### Text excerpt
— start —
The differences relative to the average 5-year Impact Factor are very significant. In fact, this indicator presents several shortcomings that are addressed with x-index, mainly the fact that it fails to take into account quantity of work, and number of authors, and that it is not normalized in the scope of any specification of scientific field.

The effect is also visible, although in a more moderate way, within departments. Table 4 shows the ranks within the set of researchers from Department A. The Spearman Rank Correlation Coefficient is lower for the average 5-year Impact Factor: −0.29, but presents higher values for publications: 0.81, FTEP: 0.93, and absolute scores: 0.81. The mean absolute shifts in rank are lower—1.0 for publications, 0.5 for FTEP, 1.0 for absolute score, and 2.8 for average 5-year Impact Factor.

Table 4 Research performance ranking using number of publications, FTEP, absolute score, average 5-year IF, and x-index, for Department A researchers

Table 5 provides analogous data for the researchers from Department B. The Spearman Rank Correlation Coefficients are even higher—0.83 for publications, 0.94 for FTEP, 0.83 for absolute scores, and 0.20 for the average 5-year Impact Factor—and the mean absolute shifts in rank lower—0.7 for publications, 0.3 for FTEP, 0.7 for absolute score, and 1.7 for the average 5-year Impact Factor.

Table 5 Research performance ranking using number of publications, FTEP, absolute score, average 5-year IF, and x-index, for Department B researchers

However, these variations in the rankings, even within departments, are in line with our assertion that research performance assessment must be made closer to the specific research profiles.

Choice of reference scores

When choosing the set of researchers with the larger number of publications as a reference for each journal, we are seeking a reference that is simultaneously representative of the journal’s scientific field, and of a large research output. Focusing only on the one researcher with more publications entails two risks: the researcher can either be an outlier with an extremely high absolute score, or have a concentrated range of publication outlets, and present an extremely low overall score. In order to avoid these situations, we chose to use the average of the three top researchers as reference score.

Table 6 presents the values of the relative scores for different reference score alternatives: the maximum among the three scores (S RELMAX ), the minimum (S RELMIN ), the score of the researcher with more publications in the journal (S RELTOP ), the average of the two top researchers (S RELTOP-2 ), and the average of the three top researchers (the x-index).

Table 6 Research performance ranking using different reference score alternatives

The Spearman Rank Correlation Coefficient for the association between the different alternatives and the x-index is 0.93 for S RELMAX , 0.96 for S RELMIN , 0.95 for S RELTOP , and 0.96 for S RELTOP-2 . The corresponding mean absolute shifts in rank are 1.1, 0.9, 1.0, and 0.9, respectively.

Including more information does in fact lead to shifts in the rankings, and although the differences between alternative rankings and the x-index ranking are not large (in this particular case, they occur mostly in the middle of the rankings, with the top two and bottom two positions remaining unchanged), they show that the two risks we have mentioned are present and have an impact.
— end —
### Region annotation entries
— start —
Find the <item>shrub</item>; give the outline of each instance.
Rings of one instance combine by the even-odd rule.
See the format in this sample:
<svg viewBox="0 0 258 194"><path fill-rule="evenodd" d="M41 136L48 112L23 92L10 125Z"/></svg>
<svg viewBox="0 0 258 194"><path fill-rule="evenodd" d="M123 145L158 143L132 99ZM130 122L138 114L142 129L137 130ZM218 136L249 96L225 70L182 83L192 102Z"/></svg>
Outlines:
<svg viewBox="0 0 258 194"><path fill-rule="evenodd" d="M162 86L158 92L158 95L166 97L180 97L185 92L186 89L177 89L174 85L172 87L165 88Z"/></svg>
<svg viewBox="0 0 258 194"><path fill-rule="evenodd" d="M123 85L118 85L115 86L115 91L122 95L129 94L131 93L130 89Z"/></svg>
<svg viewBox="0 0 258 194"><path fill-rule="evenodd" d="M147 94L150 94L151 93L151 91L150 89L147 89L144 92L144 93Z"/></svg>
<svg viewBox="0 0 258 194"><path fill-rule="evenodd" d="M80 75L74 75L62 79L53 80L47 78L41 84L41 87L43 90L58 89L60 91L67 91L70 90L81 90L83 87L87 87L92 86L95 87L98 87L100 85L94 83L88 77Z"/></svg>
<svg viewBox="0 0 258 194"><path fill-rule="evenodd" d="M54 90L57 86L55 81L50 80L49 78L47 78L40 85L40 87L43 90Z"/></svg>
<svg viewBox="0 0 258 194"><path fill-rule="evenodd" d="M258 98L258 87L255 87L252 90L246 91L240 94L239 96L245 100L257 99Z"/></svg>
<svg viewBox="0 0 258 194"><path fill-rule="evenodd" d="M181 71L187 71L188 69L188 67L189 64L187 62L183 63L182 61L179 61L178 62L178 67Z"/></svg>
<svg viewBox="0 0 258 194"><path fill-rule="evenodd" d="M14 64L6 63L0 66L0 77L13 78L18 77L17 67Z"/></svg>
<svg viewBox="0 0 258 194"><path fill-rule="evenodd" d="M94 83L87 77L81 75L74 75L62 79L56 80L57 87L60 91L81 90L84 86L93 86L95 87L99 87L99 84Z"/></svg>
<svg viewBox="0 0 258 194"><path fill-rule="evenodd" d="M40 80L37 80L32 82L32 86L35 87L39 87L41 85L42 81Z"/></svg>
— end —
— start —
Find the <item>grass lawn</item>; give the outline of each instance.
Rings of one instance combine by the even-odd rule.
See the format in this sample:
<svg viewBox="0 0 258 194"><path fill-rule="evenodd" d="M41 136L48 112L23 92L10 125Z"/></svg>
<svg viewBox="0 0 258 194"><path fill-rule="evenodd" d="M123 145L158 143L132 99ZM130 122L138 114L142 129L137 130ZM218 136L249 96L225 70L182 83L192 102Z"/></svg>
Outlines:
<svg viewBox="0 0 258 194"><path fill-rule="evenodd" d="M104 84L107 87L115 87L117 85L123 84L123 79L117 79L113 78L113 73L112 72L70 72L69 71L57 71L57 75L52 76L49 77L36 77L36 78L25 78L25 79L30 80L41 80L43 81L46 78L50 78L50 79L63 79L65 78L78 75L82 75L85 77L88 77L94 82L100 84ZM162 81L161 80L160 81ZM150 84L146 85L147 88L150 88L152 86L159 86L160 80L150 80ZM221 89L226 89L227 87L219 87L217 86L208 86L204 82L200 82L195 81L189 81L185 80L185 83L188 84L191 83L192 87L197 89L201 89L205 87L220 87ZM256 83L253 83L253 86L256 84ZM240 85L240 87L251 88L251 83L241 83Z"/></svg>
— end —
### What to work on
Please set down the part of the x-index excerpt from "However, these variations" up to and including "as reference score.", word for word.

### Exercise solution
However, these variations in the rankings, even within departments, are in line with our assertion that research performance assessment must be made closer to the specific research profiles.

Choice of reference scores

When choosing the set of researchers with the larger number of publications as a reference for each journal, we are seeking a reference that is simultaneously representative of the journal’s scientific field, and of a large research output. Focusing only on the one researcher with more publications entails two risks: the researcher can either be an outlier with an extremely high absolute score, or have a concentrated range of publication outlets, and present an extremely low overall score. In order to avoid these situations, we chose to use the average of the three top researchers as reference score.